___ Records for the task
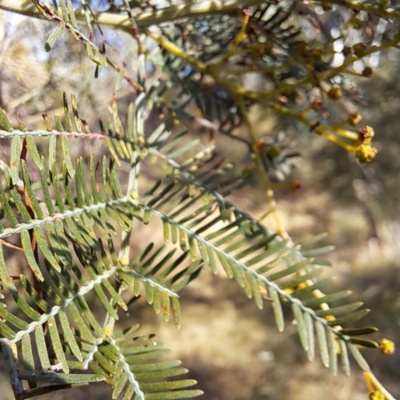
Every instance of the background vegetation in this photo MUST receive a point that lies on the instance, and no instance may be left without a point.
(231, 348)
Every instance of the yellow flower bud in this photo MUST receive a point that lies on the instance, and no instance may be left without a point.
(387, 346)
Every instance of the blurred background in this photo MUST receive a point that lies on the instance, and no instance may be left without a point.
(229, 346)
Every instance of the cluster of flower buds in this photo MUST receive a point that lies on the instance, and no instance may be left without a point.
(364, 151)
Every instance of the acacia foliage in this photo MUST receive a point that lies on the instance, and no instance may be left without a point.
(73, 217)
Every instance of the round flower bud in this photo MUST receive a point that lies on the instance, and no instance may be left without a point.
(335, 93)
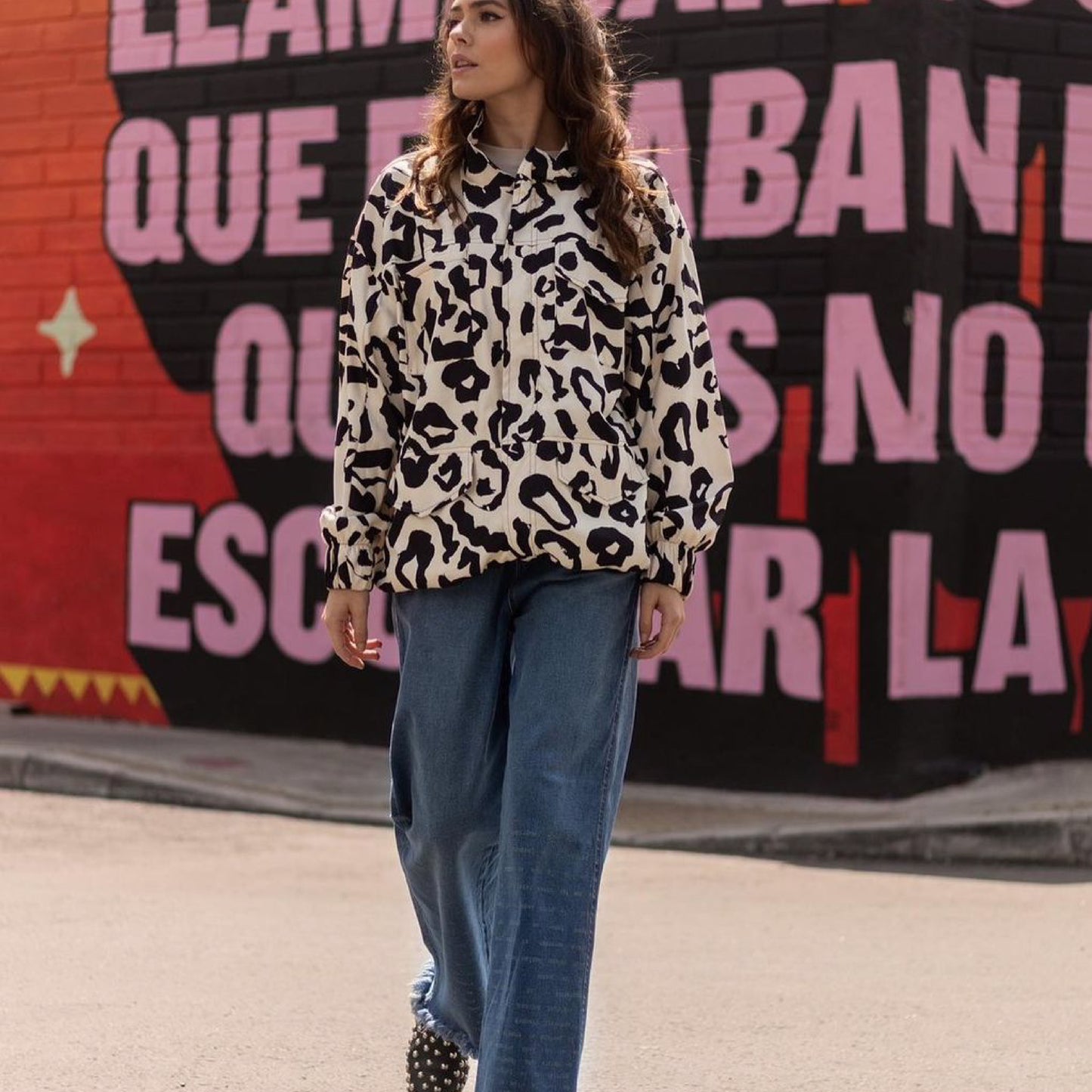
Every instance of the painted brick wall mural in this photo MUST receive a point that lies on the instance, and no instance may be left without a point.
(891, 203)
______
Exact text is required for the lines from the one with "Every instance of the round" through the last line of the entries, both included. Omit pictures.

Written answer:
Every instance of the round flower bud in this photo MUST receive a point that lies on the instance, and no instance may be left without a point.
(335, 93)
Every instance of the painted brick wall mural in this photo MUST receive a point that lies on the instance, and no instance may be left without a point.
(891, 203)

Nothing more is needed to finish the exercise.